Dataset records Start Marker

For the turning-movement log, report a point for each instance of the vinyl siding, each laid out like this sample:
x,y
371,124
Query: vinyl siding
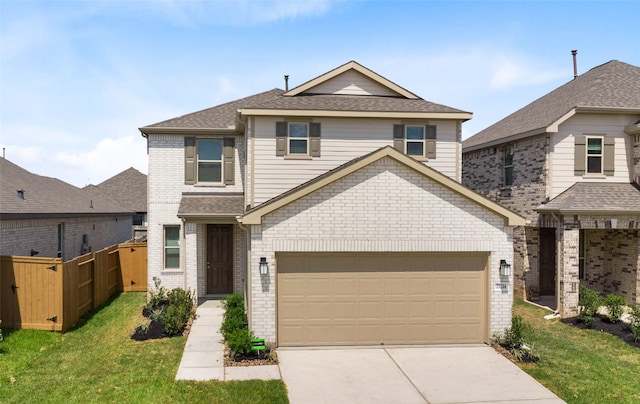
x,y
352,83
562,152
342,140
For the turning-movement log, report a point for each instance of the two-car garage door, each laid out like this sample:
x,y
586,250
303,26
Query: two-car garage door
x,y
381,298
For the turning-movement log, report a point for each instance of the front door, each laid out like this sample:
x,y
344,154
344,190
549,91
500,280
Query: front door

Dataset records End Marker
Dataset records Start Marker

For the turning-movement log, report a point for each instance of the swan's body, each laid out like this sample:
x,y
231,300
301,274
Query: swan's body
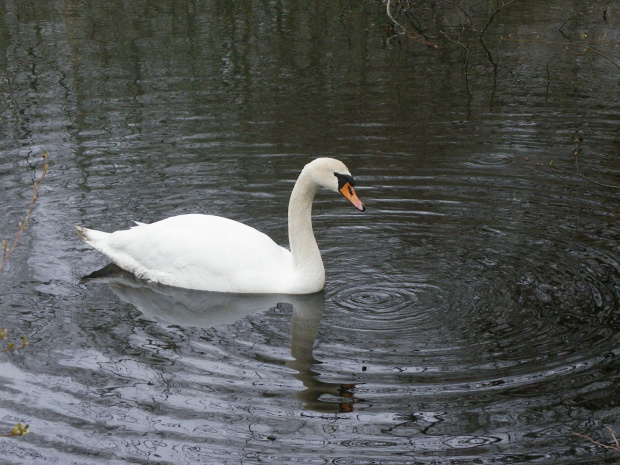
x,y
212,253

Dataset records End Marker

Look above for the line with "Query: two-car garage door" and the line with "Query: front door"; transcribe both and all lines in between, exactly, and nothing else.

-- Output of the task --
Query: two-car garage door
x,y
381,298
For the turning-movement log, report a point for each instance of the front door, each laid out like this sample:
x,y
344,154
344,190
549,91
500,280
Query: front door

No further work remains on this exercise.